- YOUR ASSIGNMENT: Pull out of the data below the stretch of lines bounded by the one containing "Query: bubbly foam patch" and the one containing "Query: ocean", both bounds included, unchanged.

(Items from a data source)
= = = =

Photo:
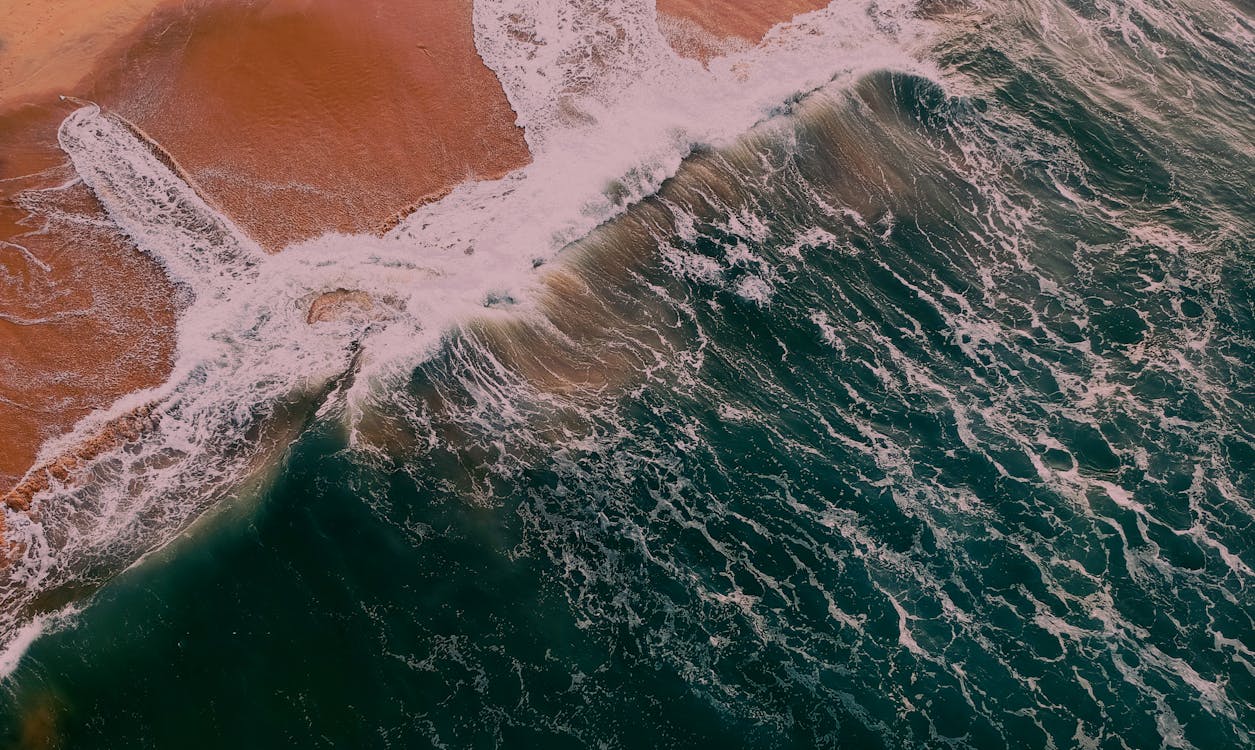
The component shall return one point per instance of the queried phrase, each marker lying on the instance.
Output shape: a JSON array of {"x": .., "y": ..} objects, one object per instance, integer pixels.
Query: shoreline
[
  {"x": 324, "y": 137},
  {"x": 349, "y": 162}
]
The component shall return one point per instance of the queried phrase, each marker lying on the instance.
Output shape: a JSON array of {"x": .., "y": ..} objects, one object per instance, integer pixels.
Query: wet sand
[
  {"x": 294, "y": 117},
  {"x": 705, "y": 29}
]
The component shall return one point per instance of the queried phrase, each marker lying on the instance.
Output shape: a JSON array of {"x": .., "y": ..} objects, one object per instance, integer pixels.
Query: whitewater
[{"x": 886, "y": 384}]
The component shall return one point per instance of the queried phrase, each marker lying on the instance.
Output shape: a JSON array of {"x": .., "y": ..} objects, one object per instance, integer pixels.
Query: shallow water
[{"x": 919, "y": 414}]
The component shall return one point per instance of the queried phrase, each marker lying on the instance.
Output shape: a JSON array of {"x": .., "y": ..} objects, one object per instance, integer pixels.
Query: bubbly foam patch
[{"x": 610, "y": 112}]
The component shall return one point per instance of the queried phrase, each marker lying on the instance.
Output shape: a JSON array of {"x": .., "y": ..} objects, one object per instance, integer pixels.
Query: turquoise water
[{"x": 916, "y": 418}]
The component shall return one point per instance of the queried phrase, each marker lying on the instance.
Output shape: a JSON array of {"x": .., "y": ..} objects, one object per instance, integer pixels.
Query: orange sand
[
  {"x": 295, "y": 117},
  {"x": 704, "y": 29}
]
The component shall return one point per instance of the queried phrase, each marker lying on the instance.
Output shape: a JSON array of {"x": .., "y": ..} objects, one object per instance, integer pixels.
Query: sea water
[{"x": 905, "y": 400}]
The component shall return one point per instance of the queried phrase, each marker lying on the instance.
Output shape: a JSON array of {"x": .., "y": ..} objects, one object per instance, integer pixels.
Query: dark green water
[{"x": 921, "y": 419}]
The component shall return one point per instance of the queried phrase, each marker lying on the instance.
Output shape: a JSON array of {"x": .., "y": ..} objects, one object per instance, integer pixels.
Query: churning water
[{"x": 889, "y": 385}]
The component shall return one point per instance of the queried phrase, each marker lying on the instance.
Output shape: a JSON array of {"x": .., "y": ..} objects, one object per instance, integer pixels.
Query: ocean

= = = =

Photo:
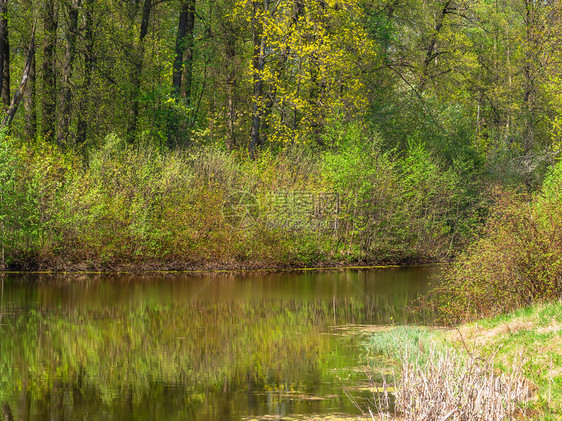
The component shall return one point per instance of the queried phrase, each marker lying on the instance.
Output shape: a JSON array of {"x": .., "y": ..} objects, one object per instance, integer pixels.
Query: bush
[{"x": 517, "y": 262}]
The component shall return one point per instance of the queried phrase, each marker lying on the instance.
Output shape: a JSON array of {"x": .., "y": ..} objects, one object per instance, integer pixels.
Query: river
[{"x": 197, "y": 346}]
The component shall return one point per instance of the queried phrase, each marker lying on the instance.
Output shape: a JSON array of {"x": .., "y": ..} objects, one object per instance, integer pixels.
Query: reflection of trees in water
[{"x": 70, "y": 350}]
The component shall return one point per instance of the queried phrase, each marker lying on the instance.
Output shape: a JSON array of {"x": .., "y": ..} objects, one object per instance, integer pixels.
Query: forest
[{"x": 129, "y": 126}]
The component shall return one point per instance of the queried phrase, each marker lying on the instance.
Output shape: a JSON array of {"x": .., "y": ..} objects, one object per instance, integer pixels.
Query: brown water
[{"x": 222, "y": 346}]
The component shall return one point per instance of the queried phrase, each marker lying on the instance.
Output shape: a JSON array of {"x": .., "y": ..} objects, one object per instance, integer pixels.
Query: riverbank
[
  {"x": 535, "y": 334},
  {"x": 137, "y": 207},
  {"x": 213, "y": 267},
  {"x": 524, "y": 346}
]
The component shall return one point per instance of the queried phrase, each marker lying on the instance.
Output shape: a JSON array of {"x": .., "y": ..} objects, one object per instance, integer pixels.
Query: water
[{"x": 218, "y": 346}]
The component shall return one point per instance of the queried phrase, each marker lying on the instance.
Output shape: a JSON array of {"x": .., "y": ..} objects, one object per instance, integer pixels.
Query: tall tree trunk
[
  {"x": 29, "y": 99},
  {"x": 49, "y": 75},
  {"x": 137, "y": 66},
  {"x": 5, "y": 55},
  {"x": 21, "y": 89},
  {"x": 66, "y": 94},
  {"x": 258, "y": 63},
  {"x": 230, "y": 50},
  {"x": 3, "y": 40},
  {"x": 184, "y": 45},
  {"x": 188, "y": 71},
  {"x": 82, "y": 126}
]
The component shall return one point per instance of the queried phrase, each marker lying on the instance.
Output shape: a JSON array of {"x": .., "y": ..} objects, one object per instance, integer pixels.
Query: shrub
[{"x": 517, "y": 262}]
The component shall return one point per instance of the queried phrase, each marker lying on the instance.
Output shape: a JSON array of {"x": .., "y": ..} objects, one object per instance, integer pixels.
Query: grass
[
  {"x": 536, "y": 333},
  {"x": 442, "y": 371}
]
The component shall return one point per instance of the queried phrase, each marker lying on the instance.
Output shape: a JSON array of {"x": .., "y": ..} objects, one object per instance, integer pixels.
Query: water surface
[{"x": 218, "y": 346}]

= = = =

- ANSWER SECTION:
Query: bubbly foam patch
[{"x": 610, "y": 112}]
The component shall return one point per instance of the queried phrase, each marker lying on the instance.
Output shape: a JSON array of {"x": .., "y": ..} objects, one object per instance, integer pixels.
Query: turquoise water
[{"x": 916, "y": 418}]
The component shall return one point per instance of the queried phrase, each marker lying on the instance.
Output shape: a JSON array of {"x": .., "y": ..} objects, one object per instance, integer pixels.
Query: orange sand
[
  {"x": 295, "y": 117},
  {"x": 704, "y": 29}
]
The component shall return one point per instance of the queried phrase, each marker lying on the instance.
Output shape: a JSON array of {"x": .., "y": ..} objects, one object per instance, integer pixels.
Query: sea water
[{"x": 905, "y": 400}]
The component shall return one point per instance of the queried phrase, each marker lying on the instance.
Output shape: a JSON array of {"x": .., "y": ..} objects, one object per instance, integer pixels.
Query: dark green water
[{"x": 921, "y": 419}]
The component shall return one point per instance of the queried phrase, each marker lying on the instance.
Output shape: a JSON array of {"x": .., "y": ..} objects, one object per instance, integer pixels.
Query: churning water
[{"x": 889, "y": 385}]
The component shall return one point per instance of the queried phrase, each marker lying on the instance.
Output shape: a JSON array of {"x": .., "y": ..} objects, one object per instance, integer pixels.
Query: ocean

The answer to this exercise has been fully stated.